Selected passage:
------------------------------------------------------------------------

Her Web of Nature: Martin Lister (1639–1712), the First Arachnologist (Brill, 2011) established Lister's foundational contributions to the study of spiders and other arachnids and to the history of molluscs.

===Martin Folkes and the 18th-century Royal Society===

Roos's Martin Folkes (1690–1754): Newtonian, Antiquary, Connoisseur (Oxford University Press, 2021) provided the first comprehensive biography of the only simultaneous president of the Royal Society and the Society of Antiquaries of London. The study examined Folkes's contributions to Newtonian science, numismatics, and antiquarianism, illuminating the intellectual culture of the early Georgian Royal Society in which antiquarianism and natural philosophy mutually influenced each other intellectually.

Her edition of Folkes's Grand Tour travel diary, Taking Newton On Tour (Boydell and Brewer with the Hakluyt Society, 2025), reveals how natural philosophical networks operated across Europe in the early eighteenth century, as well as the development of the ‘Scientific Grand Tour’ and scientific diplomacy.

===Other Works===

Roos's early book Luminaries in the Natural World: The Sun and Moon in England, 1400–1720 (Peter Lang, 2001) examined changing conceptions of celestial bodies from the late medieval through early modern periods.

------------------------------------------------------------------------

Free-text object descriptions:
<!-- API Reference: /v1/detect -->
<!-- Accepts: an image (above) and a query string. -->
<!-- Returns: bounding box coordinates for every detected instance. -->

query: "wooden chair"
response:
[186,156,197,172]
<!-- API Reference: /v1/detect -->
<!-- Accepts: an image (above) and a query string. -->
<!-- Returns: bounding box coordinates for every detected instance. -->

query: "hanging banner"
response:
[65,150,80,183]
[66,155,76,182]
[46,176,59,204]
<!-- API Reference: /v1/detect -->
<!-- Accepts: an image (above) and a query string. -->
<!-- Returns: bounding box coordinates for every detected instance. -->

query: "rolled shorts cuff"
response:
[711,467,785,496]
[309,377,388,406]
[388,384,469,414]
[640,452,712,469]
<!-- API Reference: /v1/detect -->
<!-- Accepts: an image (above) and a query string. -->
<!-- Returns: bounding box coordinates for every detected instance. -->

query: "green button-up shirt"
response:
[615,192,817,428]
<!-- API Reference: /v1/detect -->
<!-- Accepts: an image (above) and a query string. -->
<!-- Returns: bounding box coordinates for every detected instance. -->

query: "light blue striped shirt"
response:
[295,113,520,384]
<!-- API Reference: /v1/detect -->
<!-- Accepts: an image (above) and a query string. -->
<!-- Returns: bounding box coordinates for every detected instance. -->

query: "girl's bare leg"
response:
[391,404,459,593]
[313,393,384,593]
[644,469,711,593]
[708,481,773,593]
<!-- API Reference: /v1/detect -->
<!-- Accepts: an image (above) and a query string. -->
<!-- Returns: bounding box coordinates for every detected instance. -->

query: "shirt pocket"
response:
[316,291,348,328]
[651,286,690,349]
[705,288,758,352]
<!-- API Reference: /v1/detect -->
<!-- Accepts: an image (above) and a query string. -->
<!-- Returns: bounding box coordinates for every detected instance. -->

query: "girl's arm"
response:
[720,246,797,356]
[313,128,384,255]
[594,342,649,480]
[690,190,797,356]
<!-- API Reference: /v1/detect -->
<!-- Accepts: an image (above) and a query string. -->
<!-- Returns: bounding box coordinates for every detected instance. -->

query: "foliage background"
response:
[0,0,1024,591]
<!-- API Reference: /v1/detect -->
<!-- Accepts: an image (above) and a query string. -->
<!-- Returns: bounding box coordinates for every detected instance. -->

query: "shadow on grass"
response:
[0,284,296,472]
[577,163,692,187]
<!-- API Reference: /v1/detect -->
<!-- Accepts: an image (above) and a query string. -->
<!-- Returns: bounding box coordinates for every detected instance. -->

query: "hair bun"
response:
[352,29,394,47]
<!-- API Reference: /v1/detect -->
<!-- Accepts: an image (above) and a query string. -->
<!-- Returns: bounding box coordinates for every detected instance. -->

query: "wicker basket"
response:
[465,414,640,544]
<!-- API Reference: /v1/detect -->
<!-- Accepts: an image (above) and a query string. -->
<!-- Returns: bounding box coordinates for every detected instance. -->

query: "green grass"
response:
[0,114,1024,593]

------------------------------------------------------------------------

Continue the account of Roos's books, picking up right after its final sentence about Luminaries in the Natural World.

She has also written for general audiences, including Goldfish (Reaktion Books, 2019), part of the publisher's Animal series exploring cultural and natural history. The book was the subject of an author interview for National Geographic

Roos has also made contributions to work on early taxonomy on the Asian Elephant which received press attention. She also was consulted to help resolve the protracted debates about the taxonomic naming of the Aldabra Tortoise.

During the COVID-19 pandemic, she was interviewed by National Geographic on historical plague outbreaks and quarantine practices in early modern Venice.

Roos has edited several scholarly volumes on early modern knowledge-making and collecting practices, including Collective Wisdom: Collecting in the Early Modern Academy (2022) and Archival Afterlives: Life, Death, and Knowledge-Making in Early Modern British Scientific and Medical Archives (2018).

==Recognition and Impact==

Roos's work on Martin Lister's correspondence was awarded the John C. Thackray Medal as well as the Founders’ Medal by the Society for the History of Natural History. Her research has been reviewed in major journals including Isis, the British Journal for the History of Science, and the Bulletin of the History of Medicine. She has been a guest on In Our Time concerning the life and work of Robert Boyle. Roos also helped found the Lisa Jardine Grant Scheme in the Royal Society to provide support to early career researchers.

The Salt of the Earth has been recognized as an important contribution to understanding the conceptual genealogy of modern chemistry, with reviewers noting that it "meets a high scholarly standard" and that "Roos has identified an extremely important component of the history of early modern chymistry".

==Selected publications==

The Correspondence of Dr. Martin Lister: (1639—1712). Volume Two: 1678—1694, Brill, 2025.

Taking Newton On Tour: The Grand Tour Travel Diary Of Martin Folkes (1690–1754). Boydell and Brewer with the Hakluyt Society, October 2025.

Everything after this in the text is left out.